— Given data —
begin
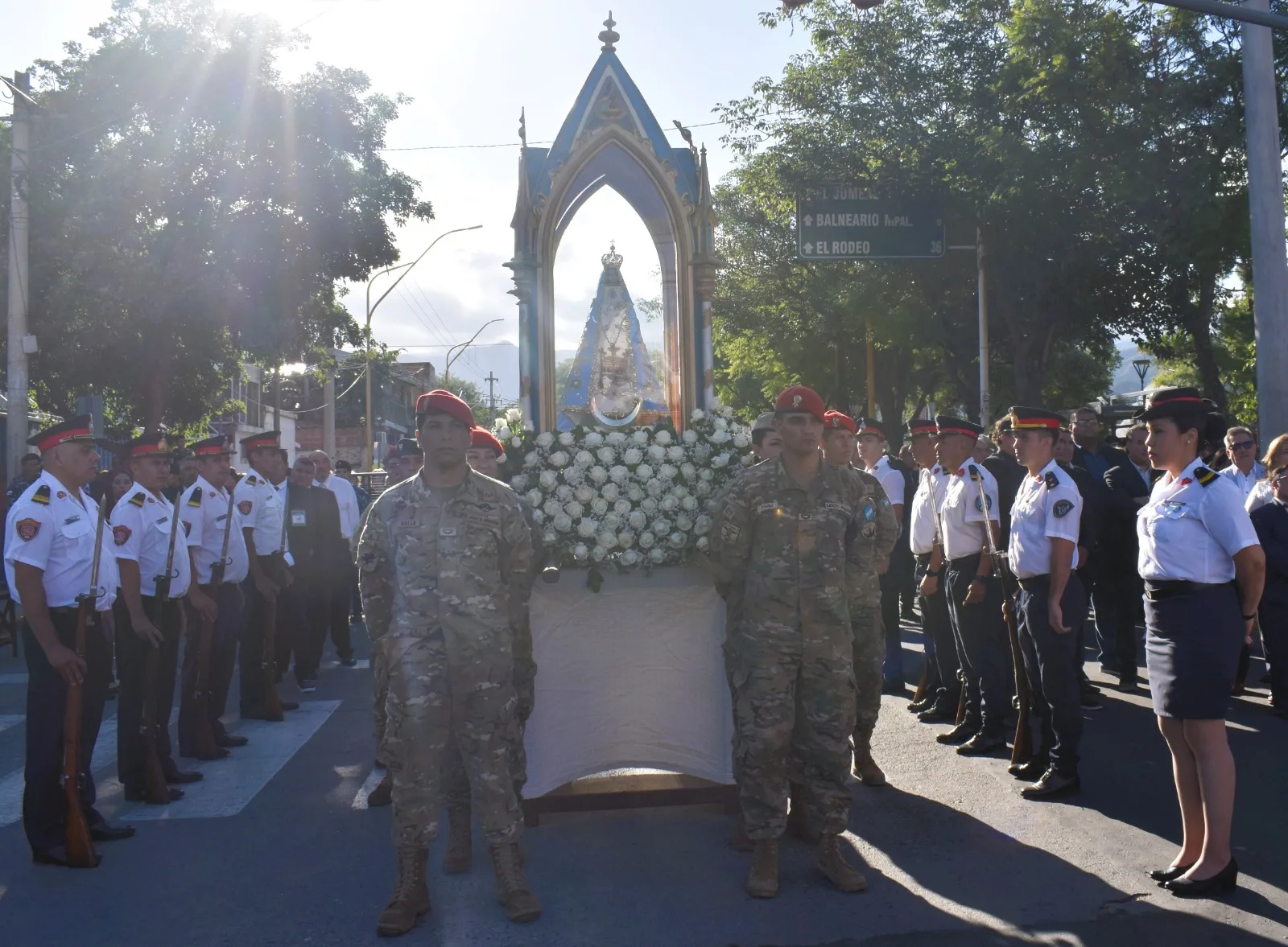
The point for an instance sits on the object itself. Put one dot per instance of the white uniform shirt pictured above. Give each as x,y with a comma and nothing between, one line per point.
205,517
262,506
348,500
892,480
56,534
1046,507
1245,481
963,513
141,533
927,500
1191,532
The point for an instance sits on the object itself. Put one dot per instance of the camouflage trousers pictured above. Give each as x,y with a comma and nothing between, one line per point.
456,781
794,713
436,702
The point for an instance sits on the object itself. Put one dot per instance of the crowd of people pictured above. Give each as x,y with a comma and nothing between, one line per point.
1004,543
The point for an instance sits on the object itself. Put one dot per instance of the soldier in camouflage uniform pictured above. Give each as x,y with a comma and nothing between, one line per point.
871,558
444,570
783,542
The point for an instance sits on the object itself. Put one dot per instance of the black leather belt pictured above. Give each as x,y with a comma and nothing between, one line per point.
1158,590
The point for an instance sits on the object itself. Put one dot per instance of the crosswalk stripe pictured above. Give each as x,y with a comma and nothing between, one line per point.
229,784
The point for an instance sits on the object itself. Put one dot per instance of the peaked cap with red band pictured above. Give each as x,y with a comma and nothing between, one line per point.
835,421
482,438
918,426
80,427
799,397
448,403
1034,420
873,426
947,423
212,446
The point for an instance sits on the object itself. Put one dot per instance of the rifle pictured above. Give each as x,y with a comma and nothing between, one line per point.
1022,749
80,844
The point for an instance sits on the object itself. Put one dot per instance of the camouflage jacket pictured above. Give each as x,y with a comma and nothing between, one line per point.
786,551
468,574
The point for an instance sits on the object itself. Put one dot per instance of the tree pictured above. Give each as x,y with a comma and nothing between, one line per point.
192,206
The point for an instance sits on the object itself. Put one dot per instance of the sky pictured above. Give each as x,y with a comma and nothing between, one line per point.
470,66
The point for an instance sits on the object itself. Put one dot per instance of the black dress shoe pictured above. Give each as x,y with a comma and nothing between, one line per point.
58,856
957,735
1032,771
102,831
982,744
1053,785
1162,875
1221,883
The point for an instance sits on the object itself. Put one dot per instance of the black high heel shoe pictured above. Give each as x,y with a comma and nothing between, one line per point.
1162,875
1221,883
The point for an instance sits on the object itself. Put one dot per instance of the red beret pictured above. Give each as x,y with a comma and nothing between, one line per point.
448,403
482,438
835,420
800,397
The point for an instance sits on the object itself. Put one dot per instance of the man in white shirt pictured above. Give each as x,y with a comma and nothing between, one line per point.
341,584
1245,468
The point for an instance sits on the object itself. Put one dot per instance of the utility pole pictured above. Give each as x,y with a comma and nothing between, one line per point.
19,285
1266,212
491,397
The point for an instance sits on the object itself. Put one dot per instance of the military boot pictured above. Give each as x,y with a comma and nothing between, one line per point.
866,768
460,842
512,888
763,878
839,871
411,895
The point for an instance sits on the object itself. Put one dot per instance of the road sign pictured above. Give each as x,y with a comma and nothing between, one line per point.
840,221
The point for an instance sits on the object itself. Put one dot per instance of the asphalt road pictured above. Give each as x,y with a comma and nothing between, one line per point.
270,850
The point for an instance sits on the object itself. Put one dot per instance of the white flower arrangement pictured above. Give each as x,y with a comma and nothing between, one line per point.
638,498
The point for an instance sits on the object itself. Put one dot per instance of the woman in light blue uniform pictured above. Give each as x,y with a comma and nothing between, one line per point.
1203,573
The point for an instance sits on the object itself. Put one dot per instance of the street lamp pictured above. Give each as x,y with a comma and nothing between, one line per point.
406,270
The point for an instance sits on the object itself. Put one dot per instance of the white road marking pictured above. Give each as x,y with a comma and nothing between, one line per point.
360,802
232,783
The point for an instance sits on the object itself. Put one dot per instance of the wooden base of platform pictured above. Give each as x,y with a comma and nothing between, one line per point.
630,789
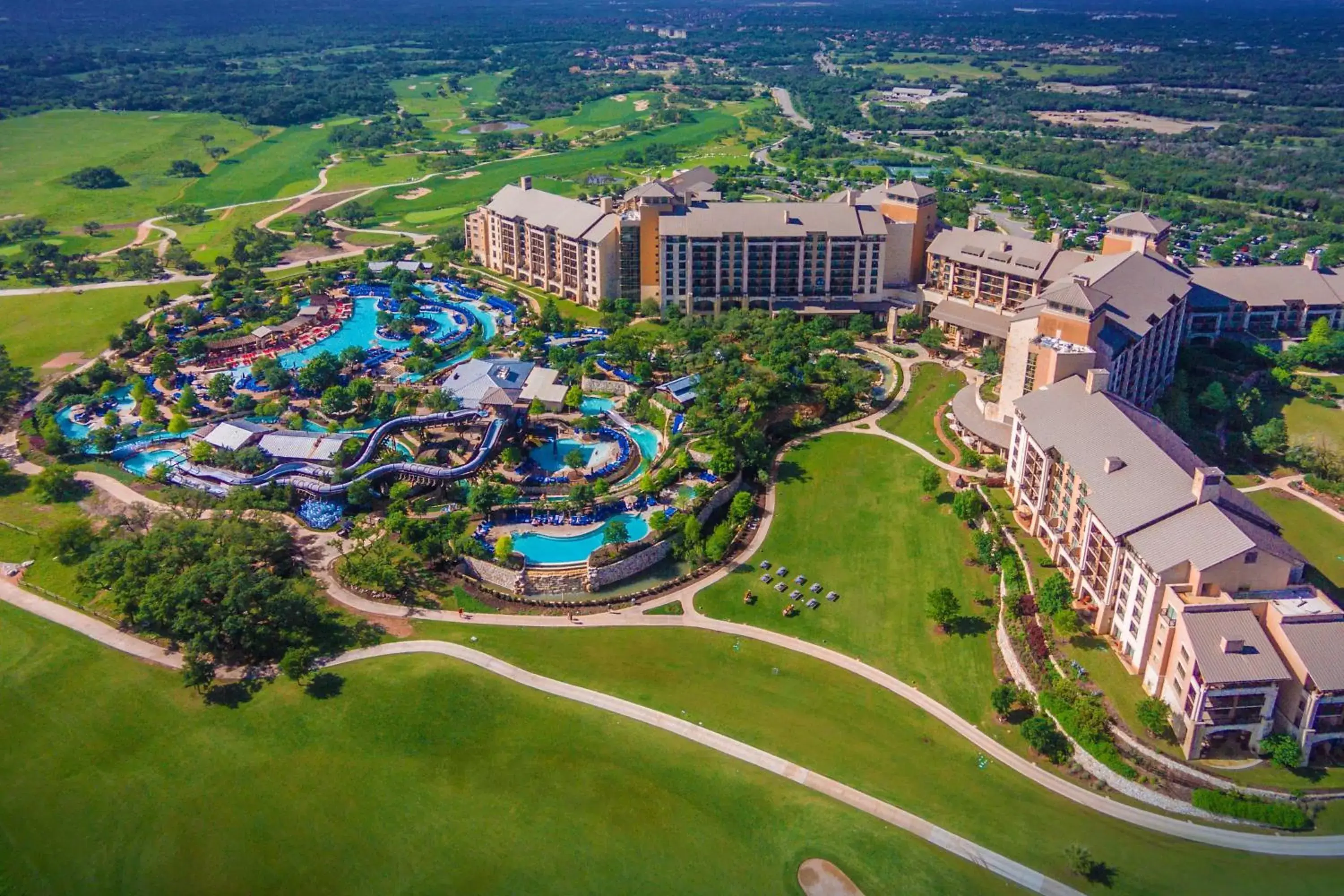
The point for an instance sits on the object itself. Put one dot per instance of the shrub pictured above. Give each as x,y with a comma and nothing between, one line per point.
1280,814
1283,750
1046,739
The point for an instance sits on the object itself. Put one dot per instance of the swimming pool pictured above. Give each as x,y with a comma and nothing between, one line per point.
144,461
549,548
592,405
550,457
80,431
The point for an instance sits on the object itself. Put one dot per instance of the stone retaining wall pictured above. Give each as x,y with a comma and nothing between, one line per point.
601,577
607,388
495,574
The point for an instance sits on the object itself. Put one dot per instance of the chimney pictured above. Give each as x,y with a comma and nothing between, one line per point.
1205,485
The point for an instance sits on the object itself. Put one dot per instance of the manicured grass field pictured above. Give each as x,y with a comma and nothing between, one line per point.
422,775
39,151
838,724
557,174
930,388
1307,421
850,515
390,170
38,328
284,164
21,508
1312,532
214,238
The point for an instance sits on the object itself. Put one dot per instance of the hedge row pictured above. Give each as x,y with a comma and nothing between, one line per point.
1280,814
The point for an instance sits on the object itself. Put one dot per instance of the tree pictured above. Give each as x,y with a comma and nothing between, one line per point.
163,367
221,388
1054,594
185,168
1080,860
967,505
1002,699
616,532
1283,750
57,484
930,480
73,540
297,663
187,402
1154,715
1045,738
933,339
96,178
1066,622
943,607
1271,437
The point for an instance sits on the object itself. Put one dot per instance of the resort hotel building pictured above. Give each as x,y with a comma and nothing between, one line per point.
1191,582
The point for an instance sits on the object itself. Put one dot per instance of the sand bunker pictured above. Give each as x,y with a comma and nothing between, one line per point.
820,878
65,359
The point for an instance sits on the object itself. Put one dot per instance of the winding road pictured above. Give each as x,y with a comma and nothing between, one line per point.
322,550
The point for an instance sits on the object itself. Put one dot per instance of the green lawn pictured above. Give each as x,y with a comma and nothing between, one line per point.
214,238
39,151
284,164
422,775
558,174
850,515
19,508
930,389
839,724
1307,421
1312,532
38,328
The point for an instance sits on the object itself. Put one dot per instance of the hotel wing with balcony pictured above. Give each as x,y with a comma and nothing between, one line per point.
1191,583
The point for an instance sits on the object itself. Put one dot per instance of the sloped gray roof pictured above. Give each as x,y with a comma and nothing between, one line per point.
1257,660
773,220
1268,287
1139,224
978,319
1320,645
1088,429
569,217
1026,258
1203,535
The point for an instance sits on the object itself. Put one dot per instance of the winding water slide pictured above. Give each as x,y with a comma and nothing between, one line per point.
311,477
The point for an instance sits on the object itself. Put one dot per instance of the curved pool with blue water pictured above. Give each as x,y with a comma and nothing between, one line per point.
574,548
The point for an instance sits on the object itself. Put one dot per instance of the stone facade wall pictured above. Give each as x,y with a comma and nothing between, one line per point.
719,497
495,574
607,388
624,569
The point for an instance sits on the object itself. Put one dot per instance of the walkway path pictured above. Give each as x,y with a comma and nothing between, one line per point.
1285,482
916,825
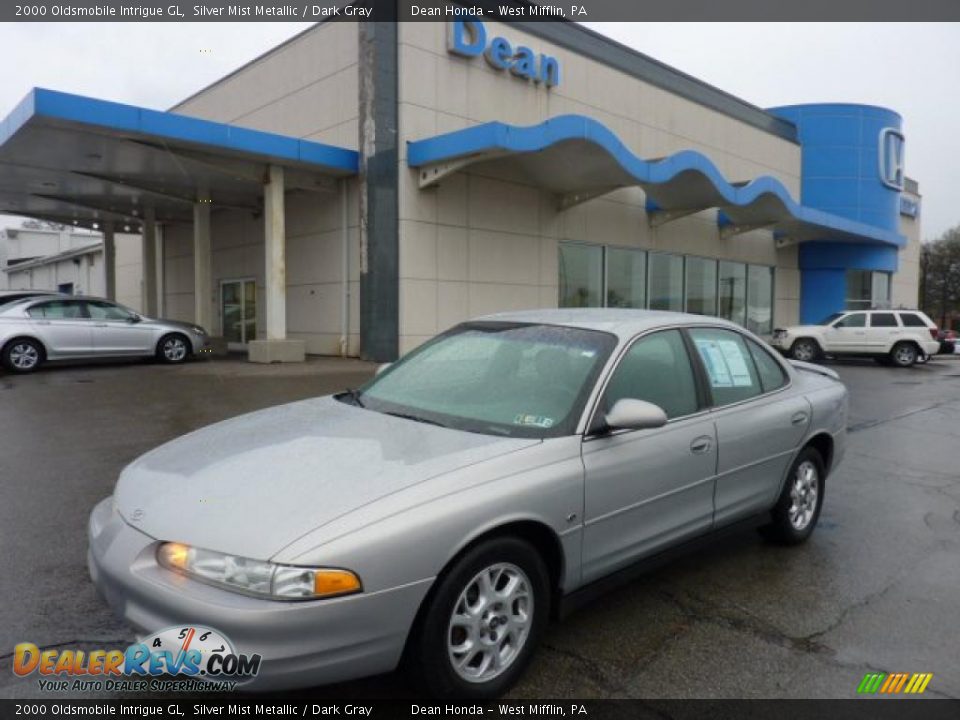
end
— Stated goal —
Collect every line of the records above that contains the string "camouflage", matching case exactly.

— Exercise answer —
The point for an instance sits on the object itself. Put one dot per instance of the camouflage trousers pictured above. Give each as x,y with a comma and nothing between, one line per point.
The point for an instance sits on the object itself. Put one dot per instance of the soldier in camouflage uniform pictured above. Give each as x,y with a comma and nothing between, one line per point.
The point for an instance sits on the object itself. Put one dot per instance of the camouflage jacket pictured above. Give each as x,y with a comma and nothing between, one line per point.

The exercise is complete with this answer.